▶ _Exercise details_
Give again every line from the one with "In this exercise you will indicate the brown" through the last line of the data, exactly, and leave out the lines before it.

=====

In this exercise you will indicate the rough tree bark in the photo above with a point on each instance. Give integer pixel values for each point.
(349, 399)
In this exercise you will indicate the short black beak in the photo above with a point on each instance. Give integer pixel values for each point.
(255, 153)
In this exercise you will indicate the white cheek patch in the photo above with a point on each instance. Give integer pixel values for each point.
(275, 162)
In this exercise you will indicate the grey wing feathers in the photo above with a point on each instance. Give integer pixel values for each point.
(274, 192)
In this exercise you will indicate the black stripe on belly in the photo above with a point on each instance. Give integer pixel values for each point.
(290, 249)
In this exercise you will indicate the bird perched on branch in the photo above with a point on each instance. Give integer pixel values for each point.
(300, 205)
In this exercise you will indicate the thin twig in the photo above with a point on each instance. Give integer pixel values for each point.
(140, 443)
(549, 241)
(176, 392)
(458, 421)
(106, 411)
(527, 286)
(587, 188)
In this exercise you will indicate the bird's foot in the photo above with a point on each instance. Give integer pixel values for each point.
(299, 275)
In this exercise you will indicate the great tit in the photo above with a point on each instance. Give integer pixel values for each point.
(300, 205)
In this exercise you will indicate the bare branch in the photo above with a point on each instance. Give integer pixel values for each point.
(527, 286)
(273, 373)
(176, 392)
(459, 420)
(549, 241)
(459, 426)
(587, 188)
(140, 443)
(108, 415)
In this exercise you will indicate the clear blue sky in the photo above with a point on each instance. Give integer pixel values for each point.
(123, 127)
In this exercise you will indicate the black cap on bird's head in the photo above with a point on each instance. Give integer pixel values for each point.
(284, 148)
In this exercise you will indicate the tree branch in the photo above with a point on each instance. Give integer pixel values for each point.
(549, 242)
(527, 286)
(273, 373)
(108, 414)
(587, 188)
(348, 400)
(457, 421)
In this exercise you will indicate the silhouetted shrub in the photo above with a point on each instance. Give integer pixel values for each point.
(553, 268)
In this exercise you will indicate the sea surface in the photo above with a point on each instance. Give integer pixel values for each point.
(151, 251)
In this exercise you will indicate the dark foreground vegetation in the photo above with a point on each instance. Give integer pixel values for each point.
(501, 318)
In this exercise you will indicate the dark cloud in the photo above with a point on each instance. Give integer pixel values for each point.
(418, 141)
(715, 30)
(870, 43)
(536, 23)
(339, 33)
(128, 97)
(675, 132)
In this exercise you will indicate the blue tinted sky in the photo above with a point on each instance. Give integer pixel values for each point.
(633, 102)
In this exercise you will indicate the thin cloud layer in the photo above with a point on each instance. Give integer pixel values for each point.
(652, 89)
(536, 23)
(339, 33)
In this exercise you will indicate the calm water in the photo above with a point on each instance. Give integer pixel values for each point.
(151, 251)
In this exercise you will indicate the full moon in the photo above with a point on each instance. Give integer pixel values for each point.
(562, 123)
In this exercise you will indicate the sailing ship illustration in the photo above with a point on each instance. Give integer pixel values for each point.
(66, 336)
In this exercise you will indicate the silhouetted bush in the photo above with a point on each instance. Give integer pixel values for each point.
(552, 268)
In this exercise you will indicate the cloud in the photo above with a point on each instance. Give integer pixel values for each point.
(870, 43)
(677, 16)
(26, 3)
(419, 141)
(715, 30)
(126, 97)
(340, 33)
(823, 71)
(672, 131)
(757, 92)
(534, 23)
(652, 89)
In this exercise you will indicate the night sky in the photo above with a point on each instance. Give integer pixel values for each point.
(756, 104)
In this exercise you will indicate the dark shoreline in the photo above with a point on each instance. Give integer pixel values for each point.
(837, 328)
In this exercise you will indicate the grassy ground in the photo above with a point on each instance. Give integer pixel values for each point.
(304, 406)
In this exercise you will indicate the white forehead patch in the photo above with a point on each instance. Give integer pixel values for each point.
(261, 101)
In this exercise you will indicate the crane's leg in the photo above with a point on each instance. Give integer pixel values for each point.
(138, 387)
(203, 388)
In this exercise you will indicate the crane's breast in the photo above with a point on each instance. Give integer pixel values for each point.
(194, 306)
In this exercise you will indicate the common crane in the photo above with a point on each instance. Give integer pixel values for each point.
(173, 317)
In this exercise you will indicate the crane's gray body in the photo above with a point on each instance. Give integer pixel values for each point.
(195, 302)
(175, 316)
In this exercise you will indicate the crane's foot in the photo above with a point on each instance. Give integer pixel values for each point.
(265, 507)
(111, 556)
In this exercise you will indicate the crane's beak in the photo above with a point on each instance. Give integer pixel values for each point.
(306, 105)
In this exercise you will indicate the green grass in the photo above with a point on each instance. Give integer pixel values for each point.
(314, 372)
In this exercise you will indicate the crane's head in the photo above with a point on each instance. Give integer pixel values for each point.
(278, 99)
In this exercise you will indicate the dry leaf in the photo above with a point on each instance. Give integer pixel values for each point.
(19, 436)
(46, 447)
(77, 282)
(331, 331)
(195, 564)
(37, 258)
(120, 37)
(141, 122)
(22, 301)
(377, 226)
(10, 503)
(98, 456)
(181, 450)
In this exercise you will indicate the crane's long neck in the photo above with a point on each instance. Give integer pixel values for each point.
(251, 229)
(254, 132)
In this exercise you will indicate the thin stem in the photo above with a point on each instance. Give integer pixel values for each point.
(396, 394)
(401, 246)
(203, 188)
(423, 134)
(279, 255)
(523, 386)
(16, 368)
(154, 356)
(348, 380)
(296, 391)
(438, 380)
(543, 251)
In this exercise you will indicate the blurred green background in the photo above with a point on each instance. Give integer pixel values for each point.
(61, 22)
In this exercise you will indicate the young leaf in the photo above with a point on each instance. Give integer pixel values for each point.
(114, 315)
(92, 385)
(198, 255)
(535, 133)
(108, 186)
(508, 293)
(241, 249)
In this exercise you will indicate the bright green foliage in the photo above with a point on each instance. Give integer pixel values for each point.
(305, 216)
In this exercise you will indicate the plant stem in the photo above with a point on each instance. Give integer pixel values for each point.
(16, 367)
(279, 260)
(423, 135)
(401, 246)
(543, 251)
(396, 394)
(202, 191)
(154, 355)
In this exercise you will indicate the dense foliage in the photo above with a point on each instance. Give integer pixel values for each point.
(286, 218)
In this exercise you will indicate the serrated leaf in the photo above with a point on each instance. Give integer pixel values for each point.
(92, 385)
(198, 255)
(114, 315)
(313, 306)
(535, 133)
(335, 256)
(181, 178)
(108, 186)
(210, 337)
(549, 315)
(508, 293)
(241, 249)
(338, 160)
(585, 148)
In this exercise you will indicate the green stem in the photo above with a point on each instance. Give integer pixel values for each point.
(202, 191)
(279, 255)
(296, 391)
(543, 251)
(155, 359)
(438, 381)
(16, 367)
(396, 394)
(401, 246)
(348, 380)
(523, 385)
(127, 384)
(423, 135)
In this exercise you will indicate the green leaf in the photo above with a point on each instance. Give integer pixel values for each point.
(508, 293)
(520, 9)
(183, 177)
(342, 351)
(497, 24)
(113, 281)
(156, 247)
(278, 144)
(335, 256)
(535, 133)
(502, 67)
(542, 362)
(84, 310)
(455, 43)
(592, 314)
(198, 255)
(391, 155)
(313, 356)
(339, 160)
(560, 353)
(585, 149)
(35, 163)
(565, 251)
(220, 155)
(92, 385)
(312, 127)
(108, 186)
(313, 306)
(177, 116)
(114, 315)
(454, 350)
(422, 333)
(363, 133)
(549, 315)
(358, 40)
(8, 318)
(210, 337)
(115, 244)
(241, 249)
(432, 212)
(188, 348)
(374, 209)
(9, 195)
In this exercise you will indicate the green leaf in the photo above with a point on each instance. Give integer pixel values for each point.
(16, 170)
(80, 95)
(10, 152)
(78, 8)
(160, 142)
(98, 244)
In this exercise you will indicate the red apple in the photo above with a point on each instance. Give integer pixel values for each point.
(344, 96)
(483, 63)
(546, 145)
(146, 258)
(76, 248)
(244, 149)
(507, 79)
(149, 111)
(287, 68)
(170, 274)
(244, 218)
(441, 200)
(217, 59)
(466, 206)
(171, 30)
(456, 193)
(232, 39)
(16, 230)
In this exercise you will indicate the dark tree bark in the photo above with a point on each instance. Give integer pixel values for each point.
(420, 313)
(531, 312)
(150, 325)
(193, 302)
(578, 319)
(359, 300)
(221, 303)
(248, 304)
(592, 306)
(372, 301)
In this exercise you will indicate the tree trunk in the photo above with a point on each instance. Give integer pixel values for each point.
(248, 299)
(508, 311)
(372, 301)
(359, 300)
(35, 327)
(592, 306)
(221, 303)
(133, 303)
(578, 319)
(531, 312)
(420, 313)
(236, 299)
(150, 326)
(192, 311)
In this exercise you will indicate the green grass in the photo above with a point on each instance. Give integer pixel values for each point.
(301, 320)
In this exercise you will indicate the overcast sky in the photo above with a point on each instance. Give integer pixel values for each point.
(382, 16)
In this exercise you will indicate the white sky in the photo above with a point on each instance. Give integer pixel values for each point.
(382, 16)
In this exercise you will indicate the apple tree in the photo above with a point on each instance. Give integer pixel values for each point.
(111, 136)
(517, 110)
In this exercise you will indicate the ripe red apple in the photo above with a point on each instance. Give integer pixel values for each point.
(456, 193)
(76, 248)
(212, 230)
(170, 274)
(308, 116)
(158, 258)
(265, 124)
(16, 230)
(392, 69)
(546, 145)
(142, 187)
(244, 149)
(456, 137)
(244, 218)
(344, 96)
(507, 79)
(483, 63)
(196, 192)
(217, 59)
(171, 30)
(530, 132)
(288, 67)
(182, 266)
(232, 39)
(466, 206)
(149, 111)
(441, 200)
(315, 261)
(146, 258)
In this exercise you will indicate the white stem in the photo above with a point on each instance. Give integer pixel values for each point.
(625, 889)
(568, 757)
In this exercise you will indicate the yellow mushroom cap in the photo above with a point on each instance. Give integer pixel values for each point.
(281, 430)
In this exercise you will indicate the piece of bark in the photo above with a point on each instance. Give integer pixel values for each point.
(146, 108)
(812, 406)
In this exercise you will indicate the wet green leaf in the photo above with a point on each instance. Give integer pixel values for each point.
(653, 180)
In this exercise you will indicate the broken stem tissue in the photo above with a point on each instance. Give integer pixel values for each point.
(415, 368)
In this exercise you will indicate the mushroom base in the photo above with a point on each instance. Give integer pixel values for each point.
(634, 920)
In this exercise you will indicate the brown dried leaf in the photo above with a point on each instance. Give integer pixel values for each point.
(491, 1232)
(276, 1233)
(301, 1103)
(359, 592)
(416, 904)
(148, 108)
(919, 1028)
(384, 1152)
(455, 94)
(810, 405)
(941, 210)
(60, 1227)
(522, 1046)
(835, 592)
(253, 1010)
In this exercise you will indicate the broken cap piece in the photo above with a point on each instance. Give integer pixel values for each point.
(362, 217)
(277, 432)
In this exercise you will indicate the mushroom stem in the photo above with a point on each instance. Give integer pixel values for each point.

=====

▶ _Result of this exercise_
In this exercise you will indicate the brown dried leaf in the photo above with a point on each instance. Give integer pixel values for each point.
(491, 1232)
(276, 1233)
(301, 1103)
(359, 592)
(416, 904)
(148, 108)
(919, 1028)
(384, 1152)
(455, 94)
(810, 405)
(941, 210)
(60, 1227)
(522, 1046)
(835, 592)
(253, 1010)
In this exercise you will indicate the broken cap piece in the photo above with a point on each instance. Give integer pixel values for each point.
(362, 217)
(277, 432)
In this exercise you will indicate the mushroom stem in the photo above with a point on each instance. Give integer pixel values for each point.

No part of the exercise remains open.